• _Written problem_
From the records below, extract each line containing the word "branch" and copy those lines out unchanged.
--- start Data entries ---
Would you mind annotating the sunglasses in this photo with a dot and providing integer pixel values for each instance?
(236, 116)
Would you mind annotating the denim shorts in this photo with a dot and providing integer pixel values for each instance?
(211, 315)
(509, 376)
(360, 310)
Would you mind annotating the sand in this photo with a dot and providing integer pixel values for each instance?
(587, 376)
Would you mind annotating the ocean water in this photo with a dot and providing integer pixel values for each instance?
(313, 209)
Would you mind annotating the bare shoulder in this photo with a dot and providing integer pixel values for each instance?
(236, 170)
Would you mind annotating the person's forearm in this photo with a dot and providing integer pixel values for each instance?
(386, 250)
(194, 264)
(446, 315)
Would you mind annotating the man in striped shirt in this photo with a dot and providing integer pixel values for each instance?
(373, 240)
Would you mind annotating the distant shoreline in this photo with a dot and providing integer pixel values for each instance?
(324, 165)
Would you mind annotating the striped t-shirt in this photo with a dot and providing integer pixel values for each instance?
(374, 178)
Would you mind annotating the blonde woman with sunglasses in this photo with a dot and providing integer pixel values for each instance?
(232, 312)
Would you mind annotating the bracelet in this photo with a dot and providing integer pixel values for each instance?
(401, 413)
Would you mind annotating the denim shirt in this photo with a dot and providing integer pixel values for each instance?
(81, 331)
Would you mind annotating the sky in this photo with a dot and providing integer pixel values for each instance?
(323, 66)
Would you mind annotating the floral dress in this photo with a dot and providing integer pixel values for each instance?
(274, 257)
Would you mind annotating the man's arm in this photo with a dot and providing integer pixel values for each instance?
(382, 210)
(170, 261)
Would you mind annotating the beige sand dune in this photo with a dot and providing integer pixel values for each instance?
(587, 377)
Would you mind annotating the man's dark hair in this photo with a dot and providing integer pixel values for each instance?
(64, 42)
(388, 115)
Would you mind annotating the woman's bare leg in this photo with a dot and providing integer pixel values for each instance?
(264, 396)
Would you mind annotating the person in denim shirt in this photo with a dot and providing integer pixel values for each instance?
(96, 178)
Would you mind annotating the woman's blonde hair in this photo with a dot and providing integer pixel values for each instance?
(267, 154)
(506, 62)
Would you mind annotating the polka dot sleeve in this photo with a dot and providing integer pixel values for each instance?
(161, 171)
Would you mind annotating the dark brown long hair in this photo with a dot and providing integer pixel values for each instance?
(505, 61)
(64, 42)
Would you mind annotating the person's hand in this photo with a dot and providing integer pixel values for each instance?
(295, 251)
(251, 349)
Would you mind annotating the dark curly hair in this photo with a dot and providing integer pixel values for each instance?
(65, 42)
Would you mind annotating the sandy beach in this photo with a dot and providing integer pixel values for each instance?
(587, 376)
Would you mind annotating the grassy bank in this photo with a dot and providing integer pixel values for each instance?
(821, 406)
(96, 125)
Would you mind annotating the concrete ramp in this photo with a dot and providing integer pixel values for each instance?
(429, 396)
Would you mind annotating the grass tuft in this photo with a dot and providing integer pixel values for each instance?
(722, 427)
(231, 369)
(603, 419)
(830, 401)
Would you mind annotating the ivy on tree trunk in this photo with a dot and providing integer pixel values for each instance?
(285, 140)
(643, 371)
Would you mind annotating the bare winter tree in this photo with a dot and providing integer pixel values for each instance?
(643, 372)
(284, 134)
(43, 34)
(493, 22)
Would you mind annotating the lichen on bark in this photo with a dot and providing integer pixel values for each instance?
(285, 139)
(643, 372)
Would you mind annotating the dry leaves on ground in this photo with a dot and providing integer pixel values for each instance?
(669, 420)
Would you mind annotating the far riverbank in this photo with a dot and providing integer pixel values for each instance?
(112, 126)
--- end Data entries ---
--- start Data entries ---
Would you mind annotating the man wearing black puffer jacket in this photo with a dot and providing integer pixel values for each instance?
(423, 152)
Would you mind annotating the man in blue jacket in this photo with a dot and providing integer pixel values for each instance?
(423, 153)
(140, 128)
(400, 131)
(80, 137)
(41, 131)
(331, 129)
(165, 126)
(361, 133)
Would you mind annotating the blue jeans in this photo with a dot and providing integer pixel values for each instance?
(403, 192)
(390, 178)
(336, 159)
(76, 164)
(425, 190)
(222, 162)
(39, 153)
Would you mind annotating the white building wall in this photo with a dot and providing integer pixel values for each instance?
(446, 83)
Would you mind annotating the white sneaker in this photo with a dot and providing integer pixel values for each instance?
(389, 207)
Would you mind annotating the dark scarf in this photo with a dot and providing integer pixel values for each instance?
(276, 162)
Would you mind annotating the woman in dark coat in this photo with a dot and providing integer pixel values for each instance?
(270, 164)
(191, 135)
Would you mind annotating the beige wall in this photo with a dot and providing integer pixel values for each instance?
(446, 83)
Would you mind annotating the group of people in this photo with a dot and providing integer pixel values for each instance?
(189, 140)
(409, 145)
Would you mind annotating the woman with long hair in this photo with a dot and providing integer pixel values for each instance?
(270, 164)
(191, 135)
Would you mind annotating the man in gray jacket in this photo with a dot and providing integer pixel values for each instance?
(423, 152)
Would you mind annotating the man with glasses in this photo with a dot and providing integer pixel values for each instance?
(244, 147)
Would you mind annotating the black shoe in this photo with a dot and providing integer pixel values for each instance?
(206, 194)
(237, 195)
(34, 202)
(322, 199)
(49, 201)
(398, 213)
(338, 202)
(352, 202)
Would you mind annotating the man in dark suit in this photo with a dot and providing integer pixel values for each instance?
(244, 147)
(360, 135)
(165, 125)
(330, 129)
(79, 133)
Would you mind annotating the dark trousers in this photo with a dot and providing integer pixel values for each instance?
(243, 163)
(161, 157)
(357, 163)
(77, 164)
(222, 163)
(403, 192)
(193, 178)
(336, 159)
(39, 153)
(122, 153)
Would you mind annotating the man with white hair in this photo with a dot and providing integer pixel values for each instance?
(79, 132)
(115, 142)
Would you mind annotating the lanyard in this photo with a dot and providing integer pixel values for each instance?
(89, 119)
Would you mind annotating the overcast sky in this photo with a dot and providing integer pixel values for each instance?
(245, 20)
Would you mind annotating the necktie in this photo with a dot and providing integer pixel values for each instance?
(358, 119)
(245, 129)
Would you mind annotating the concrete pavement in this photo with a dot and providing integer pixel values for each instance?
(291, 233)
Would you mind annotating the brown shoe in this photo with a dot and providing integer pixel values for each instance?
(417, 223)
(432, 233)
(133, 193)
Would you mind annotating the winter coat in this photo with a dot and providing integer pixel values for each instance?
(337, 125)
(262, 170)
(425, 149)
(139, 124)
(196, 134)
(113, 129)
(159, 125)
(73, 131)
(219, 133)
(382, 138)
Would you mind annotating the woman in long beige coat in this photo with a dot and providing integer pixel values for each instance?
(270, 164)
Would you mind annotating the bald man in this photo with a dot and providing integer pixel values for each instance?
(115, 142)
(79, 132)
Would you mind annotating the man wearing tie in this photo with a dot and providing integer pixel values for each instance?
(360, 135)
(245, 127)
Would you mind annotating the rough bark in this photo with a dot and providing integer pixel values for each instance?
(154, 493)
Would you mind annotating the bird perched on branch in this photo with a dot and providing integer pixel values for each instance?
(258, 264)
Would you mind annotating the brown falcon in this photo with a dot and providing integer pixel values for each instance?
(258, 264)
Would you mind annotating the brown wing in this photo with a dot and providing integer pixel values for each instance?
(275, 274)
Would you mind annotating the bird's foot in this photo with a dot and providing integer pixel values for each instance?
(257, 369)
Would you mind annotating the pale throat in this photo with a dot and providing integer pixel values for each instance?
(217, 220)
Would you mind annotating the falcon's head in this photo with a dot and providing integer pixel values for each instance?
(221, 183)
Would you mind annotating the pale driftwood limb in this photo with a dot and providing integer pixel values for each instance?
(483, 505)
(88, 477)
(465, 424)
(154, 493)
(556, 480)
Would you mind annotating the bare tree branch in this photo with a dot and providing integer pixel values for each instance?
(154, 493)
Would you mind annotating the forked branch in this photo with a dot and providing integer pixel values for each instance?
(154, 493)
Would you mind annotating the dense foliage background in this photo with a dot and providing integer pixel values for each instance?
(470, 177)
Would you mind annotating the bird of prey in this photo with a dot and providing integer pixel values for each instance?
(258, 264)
--- end Data entries ---
• _The result_
Would you mind annotating the bird perched on branch in this photo with a dot and providing integer pixel values for each instance?
Would you mind annotating the bare tree branch in this photo with a dot and providing integer pixel values for each instance?
Would you mind annotating the forked branch in this photo with a dot and providing integer pixel values for each instance?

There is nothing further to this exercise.